WHAT YOU NEED TO DO – Gather every line of the records below that contains the word "through", and list those lines in the order they appear.

[Region annotation entries]
- - - -

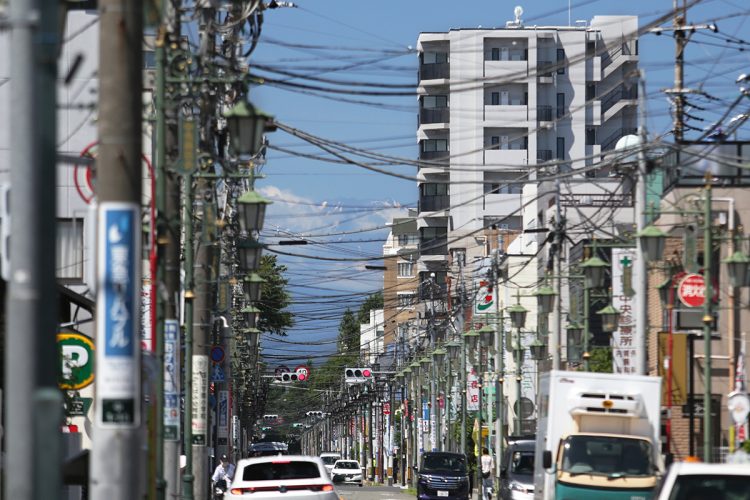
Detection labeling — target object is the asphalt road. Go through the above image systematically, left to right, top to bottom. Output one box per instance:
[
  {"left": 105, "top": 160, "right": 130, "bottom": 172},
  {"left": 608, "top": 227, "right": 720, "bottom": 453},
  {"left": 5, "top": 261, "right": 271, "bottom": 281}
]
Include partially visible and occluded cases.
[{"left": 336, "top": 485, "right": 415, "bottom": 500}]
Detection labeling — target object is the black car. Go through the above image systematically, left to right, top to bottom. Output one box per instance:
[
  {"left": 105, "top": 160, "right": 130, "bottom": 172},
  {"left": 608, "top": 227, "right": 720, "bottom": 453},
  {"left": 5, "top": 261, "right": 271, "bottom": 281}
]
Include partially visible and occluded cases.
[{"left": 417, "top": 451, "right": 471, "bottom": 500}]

- - - -

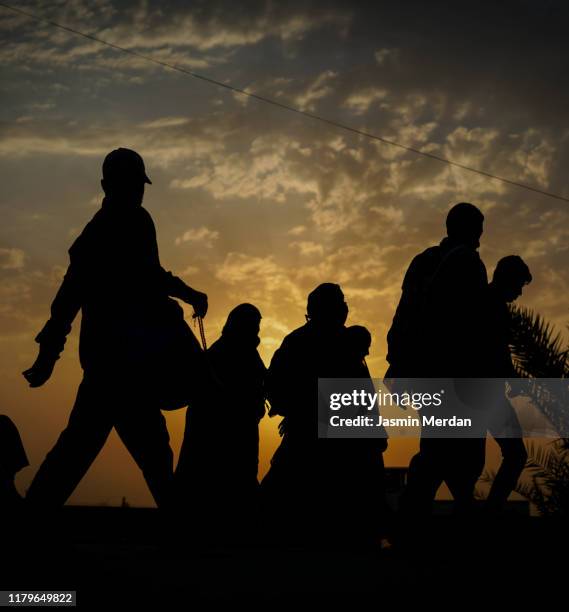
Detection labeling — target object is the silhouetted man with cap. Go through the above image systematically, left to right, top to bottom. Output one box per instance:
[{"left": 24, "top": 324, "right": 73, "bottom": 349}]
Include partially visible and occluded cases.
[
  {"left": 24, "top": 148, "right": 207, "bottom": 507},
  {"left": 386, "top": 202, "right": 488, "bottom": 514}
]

- - - -

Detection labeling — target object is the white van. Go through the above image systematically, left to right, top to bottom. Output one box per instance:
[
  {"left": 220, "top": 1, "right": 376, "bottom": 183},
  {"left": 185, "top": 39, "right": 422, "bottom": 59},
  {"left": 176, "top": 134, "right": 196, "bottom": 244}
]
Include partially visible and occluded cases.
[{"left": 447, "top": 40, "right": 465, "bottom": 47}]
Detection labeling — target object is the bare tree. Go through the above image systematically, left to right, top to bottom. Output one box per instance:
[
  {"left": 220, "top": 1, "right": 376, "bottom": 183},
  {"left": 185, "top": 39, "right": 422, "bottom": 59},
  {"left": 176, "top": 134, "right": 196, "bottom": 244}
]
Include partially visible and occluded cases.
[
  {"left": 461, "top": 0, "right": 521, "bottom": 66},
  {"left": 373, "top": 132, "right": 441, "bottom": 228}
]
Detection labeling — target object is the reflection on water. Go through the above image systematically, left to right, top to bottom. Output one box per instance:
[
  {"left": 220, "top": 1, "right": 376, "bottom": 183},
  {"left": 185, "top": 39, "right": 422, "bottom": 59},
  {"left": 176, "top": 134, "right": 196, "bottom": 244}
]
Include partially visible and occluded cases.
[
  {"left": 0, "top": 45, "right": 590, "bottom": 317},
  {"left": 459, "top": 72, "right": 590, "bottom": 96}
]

- - - -

TASK ANSWER –
Detection labeling — target object is the asphalt road. Go through the above image systematically, left to right, top to bottom. Output one box per instance:
Detection labeling — target object is the black car. Go through the above image systematically, left to right, top to bottom. Output one box per instance:
Detection labeling — target object is the silhouetted man with cap. Go through the above image systematically, left to right, top to bottom. Output one box per instance:
Detection labeling — target object is the white van. Go through the above image systematically, left to right, top to bottom. Output one box per instance:
Detection labeling — target object is the bare tree. Go through the above image systematically, left to right, top to bottom. Output one box per instance:
Detection labeling — target object is the reflection on water. Go through the above image systematically, left to right, top to bottom. Output one box per instance:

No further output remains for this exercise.